Today we here at GDP begin a two week series on the classic, and beloved attraction, “its a small world”.
The Pepsi Company had trouble coming up with a concept that they liked and finally at almost the last moment, they approached the Disney Company. One of the Pepsi board members, film actress Joan Crawford, had heard exciting things about the other three pavilions Disney was doing for the fair and suggested that with the Disney connection with children that Walt could come up with something amazing.
Pepsi executives went to California in February 1963 and met with Disneyland’s construction boss, Admiral Joe Fowler who had to sadly inform the executives that Disney “couldn’t do” the project since it was less than a year before the fair opening and that Disney was experiencing challenges with all the innovative things they were working on for the other three pavilions and needed to focus all their resources on those projects.

• Records to process
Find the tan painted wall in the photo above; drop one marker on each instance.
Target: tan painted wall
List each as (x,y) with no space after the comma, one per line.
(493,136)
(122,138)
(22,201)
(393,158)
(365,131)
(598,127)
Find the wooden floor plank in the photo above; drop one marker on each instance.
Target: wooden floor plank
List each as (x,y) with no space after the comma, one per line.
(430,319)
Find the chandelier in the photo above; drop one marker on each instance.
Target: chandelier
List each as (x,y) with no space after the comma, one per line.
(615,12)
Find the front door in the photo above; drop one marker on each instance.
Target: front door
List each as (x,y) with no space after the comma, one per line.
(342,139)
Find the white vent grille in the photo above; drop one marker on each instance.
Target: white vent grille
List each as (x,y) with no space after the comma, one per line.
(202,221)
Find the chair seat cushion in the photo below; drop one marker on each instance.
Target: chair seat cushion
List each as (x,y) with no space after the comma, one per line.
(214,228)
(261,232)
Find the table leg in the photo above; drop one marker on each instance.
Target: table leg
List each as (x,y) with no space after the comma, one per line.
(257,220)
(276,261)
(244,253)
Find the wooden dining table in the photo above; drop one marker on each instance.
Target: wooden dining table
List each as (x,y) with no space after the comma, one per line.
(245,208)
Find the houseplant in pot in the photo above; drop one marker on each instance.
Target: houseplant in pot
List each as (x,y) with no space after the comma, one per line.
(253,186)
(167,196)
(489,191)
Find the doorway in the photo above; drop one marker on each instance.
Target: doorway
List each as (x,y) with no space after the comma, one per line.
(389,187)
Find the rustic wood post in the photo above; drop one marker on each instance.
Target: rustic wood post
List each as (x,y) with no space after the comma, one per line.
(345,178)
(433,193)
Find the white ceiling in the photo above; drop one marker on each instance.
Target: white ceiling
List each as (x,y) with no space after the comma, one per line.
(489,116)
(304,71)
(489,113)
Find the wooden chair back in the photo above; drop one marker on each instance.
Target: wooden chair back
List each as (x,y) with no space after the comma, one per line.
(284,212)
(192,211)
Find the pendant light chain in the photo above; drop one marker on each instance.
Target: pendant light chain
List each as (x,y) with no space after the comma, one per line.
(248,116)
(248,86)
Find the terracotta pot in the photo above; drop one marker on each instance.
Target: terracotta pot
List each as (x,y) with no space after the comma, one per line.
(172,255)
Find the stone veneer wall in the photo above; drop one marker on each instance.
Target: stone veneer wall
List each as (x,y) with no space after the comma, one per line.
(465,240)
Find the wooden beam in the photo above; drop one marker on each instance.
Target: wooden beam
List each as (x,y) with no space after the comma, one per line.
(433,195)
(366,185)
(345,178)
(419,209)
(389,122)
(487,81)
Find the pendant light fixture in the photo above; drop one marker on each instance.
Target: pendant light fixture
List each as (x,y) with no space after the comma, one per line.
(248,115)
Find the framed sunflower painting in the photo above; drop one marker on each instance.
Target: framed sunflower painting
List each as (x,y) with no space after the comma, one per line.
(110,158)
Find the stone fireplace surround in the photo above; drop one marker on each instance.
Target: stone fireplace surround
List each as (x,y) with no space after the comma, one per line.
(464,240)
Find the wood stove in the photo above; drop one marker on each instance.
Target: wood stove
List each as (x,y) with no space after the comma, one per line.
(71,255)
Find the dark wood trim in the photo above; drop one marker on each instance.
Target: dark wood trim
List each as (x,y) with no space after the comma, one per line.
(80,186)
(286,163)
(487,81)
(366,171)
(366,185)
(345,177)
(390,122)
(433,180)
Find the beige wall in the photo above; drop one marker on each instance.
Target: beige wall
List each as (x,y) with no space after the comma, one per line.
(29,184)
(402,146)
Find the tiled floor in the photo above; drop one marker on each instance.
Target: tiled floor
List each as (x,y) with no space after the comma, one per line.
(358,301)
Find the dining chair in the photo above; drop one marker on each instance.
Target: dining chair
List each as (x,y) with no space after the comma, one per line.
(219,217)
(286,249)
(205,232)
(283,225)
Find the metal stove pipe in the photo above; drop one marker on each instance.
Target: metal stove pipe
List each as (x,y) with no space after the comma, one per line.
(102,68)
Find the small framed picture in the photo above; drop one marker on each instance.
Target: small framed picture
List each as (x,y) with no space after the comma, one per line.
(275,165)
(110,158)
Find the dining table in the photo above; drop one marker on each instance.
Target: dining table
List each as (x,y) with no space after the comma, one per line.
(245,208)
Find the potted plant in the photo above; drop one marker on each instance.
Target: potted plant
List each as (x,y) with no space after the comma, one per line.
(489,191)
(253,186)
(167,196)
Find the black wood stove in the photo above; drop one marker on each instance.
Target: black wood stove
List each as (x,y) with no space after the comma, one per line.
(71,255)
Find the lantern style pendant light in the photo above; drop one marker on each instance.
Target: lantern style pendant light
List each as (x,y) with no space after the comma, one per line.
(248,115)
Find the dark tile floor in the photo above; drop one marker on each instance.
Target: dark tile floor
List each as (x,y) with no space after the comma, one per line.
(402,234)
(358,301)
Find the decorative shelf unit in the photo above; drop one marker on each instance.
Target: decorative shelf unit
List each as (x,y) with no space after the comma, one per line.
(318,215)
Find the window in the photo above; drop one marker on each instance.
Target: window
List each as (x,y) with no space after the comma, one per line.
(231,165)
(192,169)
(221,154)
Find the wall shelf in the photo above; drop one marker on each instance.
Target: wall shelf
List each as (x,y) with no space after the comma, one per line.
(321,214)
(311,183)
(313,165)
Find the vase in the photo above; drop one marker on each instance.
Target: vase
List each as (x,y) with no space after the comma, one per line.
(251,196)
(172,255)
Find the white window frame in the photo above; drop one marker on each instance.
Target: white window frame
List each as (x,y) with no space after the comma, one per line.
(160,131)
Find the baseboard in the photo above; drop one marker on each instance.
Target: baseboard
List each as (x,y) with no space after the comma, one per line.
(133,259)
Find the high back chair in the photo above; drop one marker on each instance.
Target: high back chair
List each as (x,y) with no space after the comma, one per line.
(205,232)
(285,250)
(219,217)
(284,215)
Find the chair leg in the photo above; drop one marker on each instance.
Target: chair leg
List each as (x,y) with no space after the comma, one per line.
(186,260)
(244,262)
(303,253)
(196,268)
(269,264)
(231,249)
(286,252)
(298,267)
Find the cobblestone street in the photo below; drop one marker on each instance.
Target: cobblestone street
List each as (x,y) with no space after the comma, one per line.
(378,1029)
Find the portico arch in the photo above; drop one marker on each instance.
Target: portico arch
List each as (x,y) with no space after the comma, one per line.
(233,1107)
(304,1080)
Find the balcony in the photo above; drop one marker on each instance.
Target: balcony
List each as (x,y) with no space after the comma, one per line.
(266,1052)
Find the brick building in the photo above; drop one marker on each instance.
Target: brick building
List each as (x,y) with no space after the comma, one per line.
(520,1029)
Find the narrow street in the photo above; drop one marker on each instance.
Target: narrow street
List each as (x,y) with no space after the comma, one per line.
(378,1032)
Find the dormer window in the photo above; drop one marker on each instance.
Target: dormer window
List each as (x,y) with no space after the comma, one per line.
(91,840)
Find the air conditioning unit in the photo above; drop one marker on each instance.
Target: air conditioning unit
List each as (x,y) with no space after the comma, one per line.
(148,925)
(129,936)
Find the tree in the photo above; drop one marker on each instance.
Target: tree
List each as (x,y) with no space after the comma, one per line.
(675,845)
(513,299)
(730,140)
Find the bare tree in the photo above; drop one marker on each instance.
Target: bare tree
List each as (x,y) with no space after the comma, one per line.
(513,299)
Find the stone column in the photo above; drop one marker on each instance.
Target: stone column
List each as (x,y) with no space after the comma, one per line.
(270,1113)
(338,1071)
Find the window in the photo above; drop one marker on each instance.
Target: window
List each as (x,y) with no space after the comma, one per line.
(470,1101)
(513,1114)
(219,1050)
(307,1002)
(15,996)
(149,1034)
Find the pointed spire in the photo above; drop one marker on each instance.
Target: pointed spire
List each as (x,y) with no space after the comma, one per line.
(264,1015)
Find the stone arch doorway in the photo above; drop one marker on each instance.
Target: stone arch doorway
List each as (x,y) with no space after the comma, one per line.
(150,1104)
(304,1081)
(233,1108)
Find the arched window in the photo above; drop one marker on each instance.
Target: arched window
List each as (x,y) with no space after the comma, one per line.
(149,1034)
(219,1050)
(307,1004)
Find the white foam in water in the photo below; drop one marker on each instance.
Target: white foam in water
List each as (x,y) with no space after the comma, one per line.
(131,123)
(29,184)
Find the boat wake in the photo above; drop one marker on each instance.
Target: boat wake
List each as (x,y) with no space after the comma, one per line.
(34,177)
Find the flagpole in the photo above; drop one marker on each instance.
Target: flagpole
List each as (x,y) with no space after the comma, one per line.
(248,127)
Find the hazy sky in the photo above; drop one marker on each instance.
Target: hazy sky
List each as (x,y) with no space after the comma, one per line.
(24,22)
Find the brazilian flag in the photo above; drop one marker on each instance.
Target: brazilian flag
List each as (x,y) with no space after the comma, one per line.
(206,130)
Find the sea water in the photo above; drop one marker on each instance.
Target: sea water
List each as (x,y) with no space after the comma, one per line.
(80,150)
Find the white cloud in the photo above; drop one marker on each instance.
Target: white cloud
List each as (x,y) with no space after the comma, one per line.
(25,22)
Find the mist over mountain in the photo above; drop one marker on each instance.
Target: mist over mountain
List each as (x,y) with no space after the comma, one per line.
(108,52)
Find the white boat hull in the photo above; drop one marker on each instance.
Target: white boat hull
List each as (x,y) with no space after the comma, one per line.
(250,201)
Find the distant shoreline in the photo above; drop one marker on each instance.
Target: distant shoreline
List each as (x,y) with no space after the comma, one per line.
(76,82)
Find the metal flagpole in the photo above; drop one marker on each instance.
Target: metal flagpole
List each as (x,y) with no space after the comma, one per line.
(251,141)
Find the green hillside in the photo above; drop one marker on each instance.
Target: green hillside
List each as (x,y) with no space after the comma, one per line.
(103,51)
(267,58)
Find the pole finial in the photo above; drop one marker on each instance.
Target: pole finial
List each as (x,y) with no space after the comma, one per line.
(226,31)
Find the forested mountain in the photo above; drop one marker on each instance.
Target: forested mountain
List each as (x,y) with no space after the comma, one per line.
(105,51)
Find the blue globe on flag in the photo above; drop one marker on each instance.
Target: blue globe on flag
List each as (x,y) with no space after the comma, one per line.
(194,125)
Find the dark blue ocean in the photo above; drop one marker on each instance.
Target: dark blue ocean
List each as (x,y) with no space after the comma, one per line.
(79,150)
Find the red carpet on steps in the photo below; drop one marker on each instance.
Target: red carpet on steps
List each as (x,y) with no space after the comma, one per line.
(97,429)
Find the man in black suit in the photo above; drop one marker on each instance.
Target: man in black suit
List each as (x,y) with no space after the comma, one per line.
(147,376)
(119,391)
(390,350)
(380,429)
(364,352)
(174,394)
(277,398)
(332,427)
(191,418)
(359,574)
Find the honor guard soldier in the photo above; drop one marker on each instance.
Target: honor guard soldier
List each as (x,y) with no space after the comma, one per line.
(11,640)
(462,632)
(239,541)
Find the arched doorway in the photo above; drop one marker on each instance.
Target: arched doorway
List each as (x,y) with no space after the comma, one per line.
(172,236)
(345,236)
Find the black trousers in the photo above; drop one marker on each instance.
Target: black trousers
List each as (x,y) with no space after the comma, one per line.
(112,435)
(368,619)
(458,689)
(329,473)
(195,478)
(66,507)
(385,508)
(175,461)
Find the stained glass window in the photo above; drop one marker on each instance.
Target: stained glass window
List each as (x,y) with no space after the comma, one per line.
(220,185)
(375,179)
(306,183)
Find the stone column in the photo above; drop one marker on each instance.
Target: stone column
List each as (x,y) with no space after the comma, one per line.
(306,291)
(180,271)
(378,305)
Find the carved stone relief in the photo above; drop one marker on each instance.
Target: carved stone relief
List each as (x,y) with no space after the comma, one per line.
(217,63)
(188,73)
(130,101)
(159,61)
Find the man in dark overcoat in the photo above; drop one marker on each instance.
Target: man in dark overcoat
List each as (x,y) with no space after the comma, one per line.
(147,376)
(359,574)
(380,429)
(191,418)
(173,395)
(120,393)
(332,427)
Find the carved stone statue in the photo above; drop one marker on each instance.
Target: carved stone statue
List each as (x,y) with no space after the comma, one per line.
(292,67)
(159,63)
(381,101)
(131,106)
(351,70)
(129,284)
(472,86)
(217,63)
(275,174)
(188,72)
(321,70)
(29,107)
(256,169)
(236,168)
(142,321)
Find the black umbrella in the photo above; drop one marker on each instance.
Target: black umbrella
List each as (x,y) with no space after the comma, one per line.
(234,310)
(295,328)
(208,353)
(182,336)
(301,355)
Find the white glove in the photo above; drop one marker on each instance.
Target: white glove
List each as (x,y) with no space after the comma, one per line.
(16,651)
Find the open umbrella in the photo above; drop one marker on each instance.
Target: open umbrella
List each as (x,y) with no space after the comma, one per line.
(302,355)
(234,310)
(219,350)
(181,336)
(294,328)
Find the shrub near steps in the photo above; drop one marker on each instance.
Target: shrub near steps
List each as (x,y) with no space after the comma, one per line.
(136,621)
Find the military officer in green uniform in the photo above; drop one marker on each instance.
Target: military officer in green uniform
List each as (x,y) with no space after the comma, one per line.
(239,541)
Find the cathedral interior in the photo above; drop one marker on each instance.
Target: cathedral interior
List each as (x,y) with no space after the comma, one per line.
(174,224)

• Tasks and exercises
1. Locate every line of the listing that contains the string "picture" and copy each one in full. Matching is case-sensitive.
2. Continue the article on the "it's a small world" attraction from the point where it stops.

• Exercise responses
1.
Find the small framed picture in the photo above; drop one marker on each instance.
Target: small framed picture

2.
When Walt found out, he was not happy. According to one Disney executive, Walt said, “I’ll make those decisions. Tell Pepsi I’ll do it!” So on February 15, 1963, Walt agreed to do a “Planning Design Feasibility Study” for the pavilion .
It was Walt himself who came up with the concept of a boat ride. Walt also came up with the name for the attraction: “The Children of the World.” He also wanted all the children to sing their national anthems. Walt wanted it to be a pleasant experience for “children of all ages” showcasing a “wonderland where all the world’s children live and play.”
Because time was of the essence, a simple L-shaped building was quickly designed and construction started in New York in late March even though Disney had no clue what the ride would eventually look like. There were several meetings with the show designers and Imagineer Marc Davis came up with a sketch that really stood out.
However, Walt wasn’t satisfied and decided to get artist Mary Blair involved. Blair had left the Disney Studios after contributing as an art supervisor or color stylist to many Disney animated films. Blair started work on the show in June 1963.
Fowler took the preliminary ideas to the Pepsi headquarters in New York for a presentation and buy-off, since there was roughly nine months until the opening of the fair. The Pepsi executives hated it. Supposedly, one executive disdainfully complained, “Why do we need this Mickey Mouse thing?”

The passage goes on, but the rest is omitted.